-- START Available records --

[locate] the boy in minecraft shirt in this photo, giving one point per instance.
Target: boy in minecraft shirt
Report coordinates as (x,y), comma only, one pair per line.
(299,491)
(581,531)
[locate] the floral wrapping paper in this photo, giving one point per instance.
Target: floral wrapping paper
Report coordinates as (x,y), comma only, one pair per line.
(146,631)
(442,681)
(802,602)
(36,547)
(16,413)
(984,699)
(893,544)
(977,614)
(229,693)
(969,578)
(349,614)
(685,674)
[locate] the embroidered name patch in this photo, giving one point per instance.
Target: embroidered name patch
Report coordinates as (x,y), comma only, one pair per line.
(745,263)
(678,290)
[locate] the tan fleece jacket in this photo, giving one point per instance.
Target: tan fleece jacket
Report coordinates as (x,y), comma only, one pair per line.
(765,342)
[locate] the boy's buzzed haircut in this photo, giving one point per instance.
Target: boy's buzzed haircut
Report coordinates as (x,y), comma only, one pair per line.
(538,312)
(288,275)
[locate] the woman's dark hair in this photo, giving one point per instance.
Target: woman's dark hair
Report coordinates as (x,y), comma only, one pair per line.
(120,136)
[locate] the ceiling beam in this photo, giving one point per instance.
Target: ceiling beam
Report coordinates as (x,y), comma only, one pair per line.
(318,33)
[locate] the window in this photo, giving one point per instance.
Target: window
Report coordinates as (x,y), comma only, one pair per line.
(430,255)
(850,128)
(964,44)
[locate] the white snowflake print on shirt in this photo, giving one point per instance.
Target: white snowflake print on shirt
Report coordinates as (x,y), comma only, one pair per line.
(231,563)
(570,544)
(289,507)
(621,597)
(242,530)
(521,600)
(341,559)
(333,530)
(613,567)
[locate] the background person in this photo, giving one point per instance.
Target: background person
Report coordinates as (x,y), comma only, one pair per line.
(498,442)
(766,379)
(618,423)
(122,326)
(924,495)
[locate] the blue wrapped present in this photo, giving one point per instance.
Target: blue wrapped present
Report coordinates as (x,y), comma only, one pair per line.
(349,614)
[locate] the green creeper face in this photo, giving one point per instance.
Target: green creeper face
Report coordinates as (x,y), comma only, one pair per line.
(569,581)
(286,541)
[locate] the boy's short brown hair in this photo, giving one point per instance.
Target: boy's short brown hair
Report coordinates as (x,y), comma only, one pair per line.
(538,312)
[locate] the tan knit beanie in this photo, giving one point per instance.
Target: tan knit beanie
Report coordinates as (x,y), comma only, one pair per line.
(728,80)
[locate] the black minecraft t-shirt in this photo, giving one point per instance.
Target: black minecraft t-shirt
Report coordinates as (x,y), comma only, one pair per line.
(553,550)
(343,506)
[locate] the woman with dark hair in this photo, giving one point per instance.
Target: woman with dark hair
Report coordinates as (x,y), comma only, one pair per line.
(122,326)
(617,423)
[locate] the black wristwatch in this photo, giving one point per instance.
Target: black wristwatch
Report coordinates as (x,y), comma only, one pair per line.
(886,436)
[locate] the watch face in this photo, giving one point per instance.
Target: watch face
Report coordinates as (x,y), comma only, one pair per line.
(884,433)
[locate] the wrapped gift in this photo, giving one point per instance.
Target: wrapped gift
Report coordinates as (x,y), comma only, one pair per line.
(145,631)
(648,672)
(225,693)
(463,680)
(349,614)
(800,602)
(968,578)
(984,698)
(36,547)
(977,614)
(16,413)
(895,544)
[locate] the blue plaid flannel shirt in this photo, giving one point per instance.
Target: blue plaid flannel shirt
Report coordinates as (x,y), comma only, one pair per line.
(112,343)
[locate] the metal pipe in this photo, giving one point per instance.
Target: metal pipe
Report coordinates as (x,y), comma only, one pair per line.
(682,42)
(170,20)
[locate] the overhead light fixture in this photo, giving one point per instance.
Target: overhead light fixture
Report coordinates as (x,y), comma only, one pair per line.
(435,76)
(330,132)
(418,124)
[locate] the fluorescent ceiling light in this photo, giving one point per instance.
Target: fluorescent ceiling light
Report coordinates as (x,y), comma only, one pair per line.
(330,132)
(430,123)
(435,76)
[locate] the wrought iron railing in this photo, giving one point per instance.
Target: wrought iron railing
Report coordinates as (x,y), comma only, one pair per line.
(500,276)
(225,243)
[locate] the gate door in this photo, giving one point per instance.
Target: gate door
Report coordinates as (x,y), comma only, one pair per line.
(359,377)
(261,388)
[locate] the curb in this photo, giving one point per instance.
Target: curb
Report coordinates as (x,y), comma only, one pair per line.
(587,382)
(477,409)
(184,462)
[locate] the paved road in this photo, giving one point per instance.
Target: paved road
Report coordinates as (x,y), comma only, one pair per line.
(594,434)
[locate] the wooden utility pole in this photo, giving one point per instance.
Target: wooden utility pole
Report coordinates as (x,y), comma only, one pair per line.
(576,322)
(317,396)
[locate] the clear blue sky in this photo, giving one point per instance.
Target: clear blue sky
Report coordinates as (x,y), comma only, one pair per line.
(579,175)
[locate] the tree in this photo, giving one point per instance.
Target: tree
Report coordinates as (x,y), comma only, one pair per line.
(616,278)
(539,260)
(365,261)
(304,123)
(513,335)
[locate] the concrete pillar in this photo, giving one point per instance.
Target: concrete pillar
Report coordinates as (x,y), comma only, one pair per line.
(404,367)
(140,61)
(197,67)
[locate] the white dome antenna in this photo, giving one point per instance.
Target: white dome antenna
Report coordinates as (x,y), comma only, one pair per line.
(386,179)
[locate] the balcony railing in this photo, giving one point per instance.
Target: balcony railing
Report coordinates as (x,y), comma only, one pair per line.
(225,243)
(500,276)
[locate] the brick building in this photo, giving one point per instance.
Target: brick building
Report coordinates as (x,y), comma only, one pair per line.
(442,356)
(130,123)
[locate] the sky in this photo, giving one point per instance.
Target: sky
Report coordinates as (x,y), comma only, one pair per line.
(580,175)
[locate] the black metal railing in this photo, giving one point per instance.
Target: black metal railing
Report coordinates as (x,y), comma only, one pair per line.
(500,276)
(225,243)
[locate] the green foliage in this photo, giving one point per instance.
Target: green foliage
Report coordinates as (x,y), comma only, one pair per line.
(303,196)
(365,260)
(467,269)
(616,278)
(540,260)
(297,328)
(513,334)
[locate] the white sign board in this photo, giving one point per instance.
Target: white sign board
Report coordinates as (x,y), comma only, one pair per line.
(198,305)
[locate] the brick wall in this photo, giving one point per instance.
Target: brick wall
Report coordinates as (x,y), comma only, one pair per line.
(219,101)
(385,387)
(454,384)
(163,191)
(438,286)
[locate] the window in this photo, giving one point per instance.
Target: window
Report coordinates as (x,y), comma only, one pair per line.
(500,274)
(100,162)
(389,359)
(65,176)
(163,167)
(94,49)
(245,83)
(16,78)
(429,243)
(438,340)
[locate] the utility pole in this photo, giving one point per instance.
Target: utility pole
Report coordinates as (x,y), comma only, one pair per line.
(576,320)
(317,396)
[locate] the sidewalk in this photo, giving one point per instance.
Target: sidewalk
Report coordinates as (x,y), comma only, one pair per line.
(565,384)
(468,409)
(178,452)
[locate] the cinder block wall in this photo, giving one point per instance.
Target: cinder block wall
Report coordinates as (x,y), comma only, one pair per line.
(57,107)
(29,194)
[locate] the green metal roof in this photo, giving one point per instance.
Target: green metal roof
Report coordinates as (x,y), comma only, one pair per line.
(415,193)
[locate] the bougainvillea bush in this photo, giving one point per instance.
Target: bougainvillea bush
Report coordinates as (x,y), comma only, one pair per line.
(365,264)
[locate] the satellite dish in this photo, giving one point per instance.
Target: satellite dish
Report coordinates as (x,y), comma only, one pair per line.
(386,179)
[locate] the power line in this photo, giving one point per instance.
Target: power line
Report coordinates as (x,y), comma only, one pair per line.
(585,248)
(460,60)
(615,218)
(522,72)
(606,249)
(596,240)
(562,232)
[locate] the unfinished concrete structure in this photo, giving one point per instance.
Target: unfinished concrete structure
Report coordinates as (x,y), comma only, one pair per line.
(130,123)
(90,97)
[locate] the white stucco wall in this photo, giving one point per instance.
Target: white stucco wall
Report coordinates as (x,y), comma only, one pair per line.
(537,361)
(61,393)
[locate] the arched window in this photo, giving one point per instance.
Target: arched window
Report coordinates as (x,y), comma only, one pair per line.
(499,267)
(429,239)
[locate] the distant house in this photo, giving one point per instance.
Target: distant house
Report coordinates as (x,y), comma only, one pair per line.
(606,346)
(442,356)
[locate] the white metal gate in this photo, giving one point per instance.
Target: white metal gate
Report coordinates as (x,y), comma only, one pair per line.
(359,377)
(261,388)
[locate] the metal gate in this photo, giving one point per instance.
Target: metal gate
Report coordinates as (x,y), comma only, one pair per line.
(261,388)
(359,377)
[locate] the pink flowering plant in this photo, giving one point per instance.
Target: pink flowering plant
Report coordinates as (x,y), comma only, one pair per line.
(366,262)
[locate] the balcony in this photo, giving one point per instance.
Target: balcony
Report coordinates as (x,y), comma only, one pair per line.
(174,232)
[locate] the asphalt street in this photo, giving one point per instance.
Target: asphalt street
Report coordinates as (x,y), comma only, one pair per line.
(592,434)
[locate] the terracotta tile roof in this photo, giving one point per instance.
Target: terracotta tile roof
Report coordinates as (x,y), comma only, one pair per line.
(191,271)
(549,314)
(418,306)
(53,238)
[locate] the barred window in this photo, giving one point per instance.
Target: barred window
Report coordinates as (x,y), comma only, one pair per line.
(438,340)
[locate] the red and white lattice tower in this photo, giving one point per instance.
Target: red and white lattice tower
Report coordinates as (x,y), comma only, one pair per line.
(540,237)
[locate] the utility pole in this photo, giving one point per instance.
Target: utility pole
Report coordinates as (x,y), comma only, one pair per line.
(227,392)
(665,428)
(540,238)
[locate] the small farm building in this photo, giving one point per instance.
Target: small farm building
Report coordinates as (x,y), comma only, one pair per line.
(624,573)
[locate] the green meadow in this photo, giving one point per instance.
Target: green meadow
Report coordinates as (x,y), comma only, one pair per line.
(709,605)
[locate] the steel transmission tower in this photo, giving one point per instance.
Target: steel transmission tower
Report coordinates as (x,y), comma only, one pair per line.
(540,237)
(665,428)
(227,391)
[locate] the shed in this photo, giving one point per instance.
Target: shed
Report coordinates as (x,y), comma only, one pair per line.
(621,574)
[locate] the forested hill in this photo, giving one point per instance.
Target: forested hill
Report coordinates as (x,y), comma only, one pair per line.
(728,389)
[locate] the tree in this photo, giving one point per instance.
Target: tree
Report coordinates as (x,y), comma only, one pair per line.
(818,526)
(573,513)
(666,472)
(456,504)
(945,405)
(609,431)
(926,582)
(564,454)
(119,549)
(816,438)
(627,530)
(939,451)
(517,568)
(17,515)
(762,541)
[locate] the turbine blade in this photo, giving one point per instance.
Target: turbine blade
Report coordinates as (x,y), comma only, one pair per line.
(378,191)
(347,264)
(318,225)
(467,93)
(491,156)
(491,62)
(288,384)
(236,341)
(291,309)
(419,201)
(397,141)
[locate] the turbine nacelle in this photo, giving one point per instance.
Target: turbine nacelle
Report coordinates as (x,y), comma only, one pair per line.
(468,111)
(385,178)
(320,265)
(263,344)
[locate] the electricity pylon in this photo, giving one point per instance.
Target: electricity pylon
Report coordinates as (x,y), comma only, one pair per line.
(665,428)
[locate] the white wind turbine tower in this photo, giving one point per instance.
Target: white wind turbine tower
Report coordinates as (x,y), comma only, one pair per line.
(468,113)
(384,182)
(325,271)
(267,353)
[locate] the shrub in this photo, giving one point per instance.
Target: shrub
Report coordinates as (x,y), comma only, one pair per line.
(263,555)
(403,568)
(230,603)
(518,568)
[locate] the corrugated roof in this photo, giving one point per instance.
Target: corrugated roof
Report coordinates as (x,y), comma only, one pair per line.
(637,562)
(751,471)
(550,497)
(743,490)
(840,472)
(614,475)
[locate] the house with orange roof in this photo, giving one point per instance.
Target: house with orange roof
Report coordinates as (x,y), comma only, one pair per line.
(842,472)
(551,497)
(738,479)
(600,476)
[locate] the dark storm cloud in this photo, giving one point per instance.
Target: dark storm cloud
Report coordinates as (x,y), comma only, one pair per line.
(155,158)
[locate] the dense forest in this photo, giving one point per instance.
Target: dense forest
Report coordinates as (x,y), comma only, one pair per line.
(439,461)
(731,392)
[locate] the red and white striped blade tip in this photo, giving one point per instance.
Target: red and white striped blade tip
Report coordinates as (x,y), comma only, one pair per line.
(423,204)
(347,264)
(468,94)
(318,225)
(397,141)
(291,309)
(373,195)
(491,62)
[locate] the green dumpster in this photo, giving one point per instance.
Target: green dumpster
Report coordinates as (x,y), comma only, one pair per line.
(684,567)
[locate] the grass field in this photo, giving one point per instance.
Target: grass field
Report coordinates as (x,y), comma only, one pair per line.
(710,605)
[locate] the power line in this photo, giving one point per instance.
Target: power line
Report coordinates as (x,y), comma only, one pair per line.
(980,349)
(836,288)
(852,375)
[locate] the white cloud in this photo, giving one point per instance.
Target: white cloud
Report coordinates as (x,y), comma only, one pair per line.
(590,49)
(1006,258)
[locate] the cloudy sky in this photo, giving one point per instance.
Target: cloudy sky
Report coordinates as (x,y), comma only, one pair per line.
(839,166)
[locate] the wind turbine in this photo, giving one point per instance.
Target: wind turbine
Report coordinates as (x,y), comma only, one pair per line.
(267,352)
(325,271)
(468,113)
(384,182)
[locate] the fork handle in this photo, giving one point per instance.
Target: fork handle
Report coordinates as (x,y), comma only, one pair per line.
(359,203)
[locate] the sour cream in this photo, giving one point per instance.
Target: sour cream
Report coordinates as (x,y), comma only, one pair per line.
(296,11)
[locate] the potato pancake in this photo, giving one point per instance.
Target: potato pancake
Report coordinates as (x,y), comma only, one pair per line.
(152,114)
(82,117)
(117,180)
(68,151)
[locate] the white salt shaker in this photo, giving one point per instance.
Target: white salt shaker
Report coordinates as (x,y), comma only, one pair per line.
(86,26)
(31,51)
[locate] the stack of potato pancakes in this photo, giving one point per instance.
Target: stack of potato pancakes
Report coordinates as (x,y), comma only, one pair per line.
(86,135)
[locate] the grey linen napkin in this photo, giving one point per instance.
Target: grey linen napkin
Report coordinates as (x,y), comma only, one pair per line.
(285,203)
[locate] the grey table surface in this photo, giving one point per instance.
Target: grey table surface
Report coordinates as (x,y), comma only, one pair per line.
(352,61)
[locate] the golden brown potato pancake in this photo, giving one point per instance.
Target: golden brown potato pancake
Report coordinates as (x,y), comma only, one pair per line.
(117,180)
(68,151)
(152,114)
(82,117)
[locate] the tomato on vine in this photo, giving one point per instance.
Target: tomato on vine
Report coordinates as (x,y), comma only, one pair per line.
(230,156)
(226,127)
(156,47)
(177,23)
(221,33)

-- END Available records --

Your task: Find the line containing "[locate] the white salt". Reproduce it exactly, along with every line after it through the last.

Solution for this exercise:
[locate] the white salt shaker in this photo, giving one point per instance.
Target: white salt shaker
Report coordinates as (x,y), comma only, one pair per line.
(86,26)
(31,51)
[locate] the stack of potato pancakes in this photo, giving one point per instance.
Target: stack of potato pancakes
Report coordinates as (x,y), comma only, one pair per line.
(86,135)
[locate] the grey linen napkin in this photo, giving one point per instance.
Target: grey linen napkin
Report coordinates as (x,y), comma only, one pair per line.
(285,203)
[locate] the grey table surface in this photo, giving one point per instance.
Target: grey table surface
Report coordinates as (x,y), comma only, one pair per line.
(352,61)
[locate] the golden brown potato pancake in this photo, giving one point per instance.
Target: golden brown potato pancake
Report coordinates as (x,y), comma only, one pair per line.
(117,180)
(68,151)
(152,114)
(82,117)
[locate] the tomato on vine in this photo, giving one point per instance.
Target: tomato on vine
Report coordinates as (x,y), comma only, one pair per line.
(230,156)
(226,127)
(156,47)
(177,23)
(221,33)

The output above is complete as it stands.